**What you are asked to do**:
Reproduce the listing below word for word, keeping every line.
** START **
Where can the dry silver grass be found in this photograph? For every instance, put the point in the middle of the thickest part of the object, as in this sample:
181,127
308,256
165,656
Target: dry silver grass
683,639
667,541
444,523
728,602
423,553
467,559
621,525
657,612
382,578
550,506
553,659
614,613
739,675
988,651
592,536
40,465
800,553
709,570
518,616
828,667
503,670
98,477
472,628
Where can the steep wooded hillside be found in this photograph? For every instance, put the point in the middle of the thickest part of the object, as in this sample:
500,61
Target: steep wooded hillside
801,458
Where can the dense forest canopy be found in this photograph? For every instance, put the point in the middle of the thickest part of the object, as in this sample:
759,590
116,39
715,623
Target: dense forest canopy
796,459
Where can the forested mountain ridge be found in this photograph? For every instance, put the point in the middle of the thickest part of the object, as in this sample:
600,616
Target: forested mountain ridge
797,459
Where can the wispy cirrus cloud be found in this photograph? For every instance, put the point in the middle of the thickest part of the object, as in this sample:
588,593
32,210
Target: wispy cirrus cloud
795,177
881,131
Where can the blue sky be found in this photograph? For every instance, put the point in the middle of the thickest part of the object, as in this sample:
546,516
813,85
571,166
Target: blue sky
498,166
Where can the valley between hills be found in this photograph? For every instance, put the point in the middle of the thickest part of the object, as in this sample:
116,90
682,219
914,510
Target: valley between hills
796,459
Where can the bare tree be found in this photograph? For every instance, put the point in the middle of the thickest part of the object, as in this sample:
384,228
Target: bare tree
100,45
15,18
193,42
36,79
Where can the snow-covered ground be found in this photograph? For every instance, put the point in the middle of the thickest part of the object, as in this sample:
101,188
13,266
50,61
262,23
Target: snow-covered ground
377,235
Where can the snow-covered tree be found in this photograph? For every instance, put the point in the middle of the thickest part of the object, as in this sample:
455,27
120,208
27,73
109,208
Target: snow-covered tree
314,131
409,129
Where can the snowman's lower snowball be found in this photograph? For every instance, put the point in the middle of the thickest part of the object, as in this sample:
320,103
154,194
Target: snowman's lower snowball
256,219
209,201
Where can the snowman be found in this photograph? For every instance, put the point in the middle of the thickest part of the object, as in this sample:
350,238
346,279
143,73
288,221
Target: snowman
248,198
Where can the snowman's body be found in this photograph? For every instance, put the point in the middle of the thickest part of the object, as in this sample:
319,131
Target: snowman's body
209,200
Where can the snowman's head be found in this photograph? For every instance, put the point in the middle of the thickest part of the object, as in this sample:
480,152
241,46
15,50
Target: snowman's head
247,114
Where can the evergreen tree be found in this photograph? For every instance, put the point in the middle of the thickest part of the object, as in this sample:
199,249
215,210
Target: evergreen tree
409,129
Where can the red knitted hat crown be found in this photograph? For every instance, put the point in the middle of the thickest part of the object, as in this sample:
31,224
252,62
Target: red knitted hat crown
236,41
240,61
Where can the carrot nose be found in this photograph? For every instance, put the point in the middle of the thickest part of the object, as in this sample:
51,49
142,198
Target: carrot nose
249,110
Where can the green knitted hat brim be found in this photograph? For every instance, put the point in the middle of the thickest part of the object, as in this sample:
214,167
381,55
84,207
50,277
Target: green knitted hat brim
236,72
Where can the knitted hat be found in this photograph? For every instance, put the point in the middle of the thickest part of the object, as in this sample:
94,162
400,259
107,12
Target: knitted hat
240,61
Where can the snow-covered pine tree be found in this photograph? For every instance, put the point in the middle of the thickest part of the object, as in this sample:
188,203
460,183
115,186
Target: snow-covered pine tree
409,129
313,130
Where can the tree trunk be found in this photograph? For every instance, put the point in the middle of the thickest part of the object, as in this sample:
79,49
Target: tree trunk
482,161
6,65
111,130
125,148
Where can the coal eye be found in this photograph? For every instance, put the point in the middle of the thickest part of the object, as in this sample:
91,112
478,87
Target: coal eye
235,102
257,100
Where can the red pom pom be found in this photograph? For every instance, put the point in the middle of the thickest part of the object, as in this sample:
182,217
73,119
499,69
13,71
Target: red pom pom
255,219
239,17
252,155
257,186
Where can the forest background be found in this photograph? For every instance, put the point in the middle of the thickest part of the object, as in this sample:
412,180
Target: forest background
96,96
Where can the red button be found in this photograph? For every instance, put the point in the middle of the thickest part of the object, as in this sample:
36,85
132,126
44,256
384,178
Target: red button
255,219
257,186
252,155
** END **
**Solution below**:
Where can the dry silver grass be found in this photograph? For every instance, put the point in the middle of the thickest part of the object, as in this sample:
181,127
308,256
165,656
Target: dry silver grass
683,639
667,541
444,523
728,602
423,553
467,559
621,525
657,612
382,578
550,506
553,659
614,613
739,675
988,651
592,536
40,465
800,553
709,570
518,616
828,667
503,670
98,477
472,628
Where can the steep wooded hillside be found in this photograph? For every instance, put the point in the middle of the thickest part of the object, as in this sample:
500,61
Target: steep wooded hillside
801,458
Where can the dense forest canopy be found in this photograph? For every instance, put the point in the middle of the thickest part of the object, as in this sample:
759,590
116,39
715,623
Target: dense forest canopy
796,459
Where can the forested mountain ridge be found in this photograph? For every instance, put the point in the middle of the thickest part of the object, as in this sample:
600,616
Target: forested mountain ridge
797,459
Where can the wispy cirrus cloud be found in this photograph? For every instance, put the point in the middle of the thickest part of the object, as in this sample:
588,593
32,210
Target: wispy cirrus cloud
795,177
881,131
Where can the blue sky be found in this photograph? For every instance, put the point in the middle of the thickest part of the object, as in this sample:
546,516
813,85
571,166
Target: blue sky
498,166
Where can the valley between hills be found in this photograph? For every instance, put the point in the middle of the thickest part of the object, as in this sample:
116,90
682,219
914,510
Target: valley between hills
796,459
Where can the bare tree be found in this photograph? For every instance, put the point in the middle of the thickest part of the object, as in this sample:
384,228
Target: bare tree
100,45
15,18
193,42
36,79
Where can the snow-covered ground be found in this photograph? For every instance, put the point in the middle of the thickest part of the object, as in this sample:
101,188
13,266
50,61
262,23
Target: snow-covered ground
377,235
Where can the snow-covered tree be found in this photograph? For every instance, put the point in the middle of the thickest part of the object, as in this sample:
455,27
120,208
27,73
109,208
Target: snow-covered tree
314,131
409,129
Where can the snowman's lower snowball be found in this photograph? For every instance, put the point in the middle of the thickest part of the object, as in this sample:
320,103
154,194
Target: snowman's lower snowball
256,219
209,201
Where can the snowman be found in this photograph? For every instance, put the point in the middle of the thickest part of the object, as in this sample:
350,238
346,279
143,73
288,221
Target: snowman
248,198
Where can the snowman's body be found in this photograph? For every instance, put the point in the middle of the thickest part of the object, as in this sample:
319,131
Target: snowman's body
209,200
Where can the snowman's head be found in this photograph? For every instance, put the point in the middle of the thickest part of the object, as in this sample:
480,152
241,46
15,50
Target: snowman's head
247,114
Where can the evergreen tree be found in this photograph? For every instance, put the point in the middle of the thickest part of the object, as in this sample:
199,249
215,210
Target: evergreen tree
409,129
Where can the red knitted hat crown be found in this photograph? For every instance, put the point in the middle of the thickest part of the object, as in this sample:
31,224
252,62
Target: red knitted hat crown
236,41
240,61
Where can the carrot nose be found in this photograph? For every instance, put the point in the middle of the thickest part of the object, as in this sample:
51,49
142,198
Target: carrot nose
249,110
Where can the green knitted hat brim be found in this photograph? For every instance, put the point in the middle of the thickest part of the object, as in this sample:
214,167
381,55
84,207
50,277
Target: green knitted hat brim
236,72
Where can the knitted hat be found in this photograph? For every instance, put the point in the middle of the thickest part of the object, as in this sample:
94,162
400,259
107,12
Target: knitted hat
240,61
Where can the snow-covered pine tree be found in this photograph? For every instance, put the point in the middle of the thickest part of the object, as in this sample:
188,203
460,183
115,186
Target: snow-covered pine tree
409,129
313,130
Where can the tree trunk be found in this photograph? For every instance, put the point in the middle of the thickest part of the object, as in this sample:
79,49
Target: tree trunk
482,161
6,65
111,130
125,148
Where can the coal eye be found in this photograph? For every instance, put the point in the middle of the thickest part of the object, as in this sample:
91,112
478,87
Target: coal eye
235,102
257,100
Where can the red pom pom be found in this photograph? For every instance, put the point in the middle of the thickest part of the object, as in this sample:
182,217
73,119
499,69
13,71
Target: red pom pom
255,219
239,17
252,155
257,186
Where can the forest background be found in this photograph? For every instance, put the point in the middle of the thickest part of the object, as in this sample:
412,180
Target: forest background
96,96
Where can the red button be found in this photograph? For every instance, put the point in the middle of the thickest part of the object, as in this sample:
36,85
132,126
44,256
384,178
Target: red button
255,219
257,186
252,155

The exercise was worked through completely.